Assigned task: Look below for the line containing "The component shall place one marker per instance of the fog" and the line containing "The component shall place one marker per instance of the wheel"; repeat exactly those two lines and all lines between them, and nothing else.

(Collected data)
== Segment start ==
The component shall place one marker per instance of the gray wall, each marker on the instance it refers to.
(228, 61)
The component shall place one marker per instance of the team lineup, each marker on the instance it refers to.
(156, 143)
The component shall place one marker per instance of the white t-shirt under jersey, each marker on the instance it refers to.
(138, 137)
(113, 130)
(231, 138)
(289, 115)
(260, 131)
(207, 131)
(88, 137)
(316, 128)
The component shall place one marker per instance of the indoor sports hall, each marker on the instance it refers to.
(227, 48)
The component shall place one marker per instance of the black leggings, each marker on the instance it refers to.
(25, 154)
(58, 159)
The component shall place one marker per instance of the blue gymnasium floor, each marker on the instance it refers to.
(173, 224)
== Segment end ==
== Segment start ==
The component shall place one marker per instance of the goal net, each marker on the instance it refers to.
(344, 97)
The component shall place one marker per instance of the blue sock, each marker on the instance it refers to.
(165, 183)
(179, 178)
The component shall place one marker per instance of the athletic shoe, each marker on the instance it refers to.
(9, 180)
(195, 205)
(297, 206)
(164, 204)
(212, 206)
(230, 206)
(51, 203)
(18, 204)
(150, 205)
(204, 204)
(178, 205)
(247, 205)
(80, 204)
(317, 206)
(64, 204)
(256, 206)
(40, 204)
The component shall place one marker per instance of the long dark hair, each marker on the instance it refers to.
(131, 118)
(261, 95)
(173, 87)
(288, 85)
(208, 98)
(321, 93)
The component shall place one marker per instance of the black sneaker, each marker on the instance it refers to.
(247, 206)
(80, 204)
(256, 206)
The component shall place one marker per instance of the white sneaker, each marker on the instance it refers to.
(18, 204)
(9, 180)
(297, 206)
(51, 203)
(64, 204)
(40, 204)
== Segment end ==
== Segment start ==
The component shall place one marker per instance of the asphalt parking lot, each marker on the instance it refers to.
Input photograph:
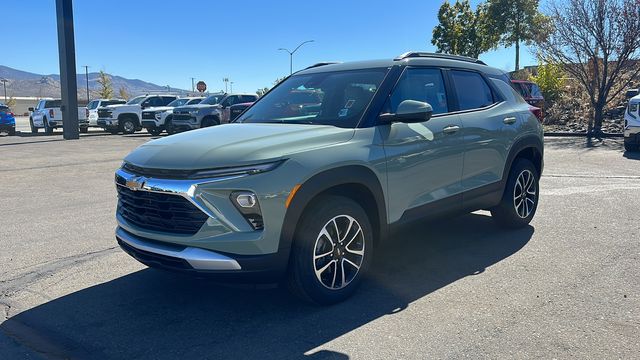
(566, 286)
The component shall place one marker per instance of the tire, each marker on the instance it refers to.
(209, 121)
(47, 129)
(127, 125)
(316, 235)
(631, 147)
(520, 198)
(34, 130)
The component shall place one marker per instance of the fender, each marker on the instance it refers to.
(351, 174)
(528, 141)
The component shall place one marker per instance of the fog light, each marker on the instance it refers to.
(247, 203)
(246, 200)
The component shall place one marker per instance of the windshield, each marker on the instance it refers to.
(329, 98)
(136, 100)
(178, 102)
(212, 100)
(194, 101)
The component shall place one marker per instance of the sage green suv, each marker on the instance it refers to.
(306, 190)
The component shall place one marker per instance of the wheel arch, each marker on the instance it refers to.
== Segment end ==
Written answer:
The component shall place one marker per instance of the fog light, each marker on the instance it refers to.
(247, 203)
(246, 200)
The component shall place one marker per instance of the windshield, each marker on the instance it refers to.
(329, 98)
(136, 100)
(178, 102)
(212, 100)
(194, 101)
The component shall place one marker per instance of the sage green suv, each marker on the instance it refers to.
(306, 190)
The component shall place one marker per instance of the wheel arch, each marker on the instance it refers to.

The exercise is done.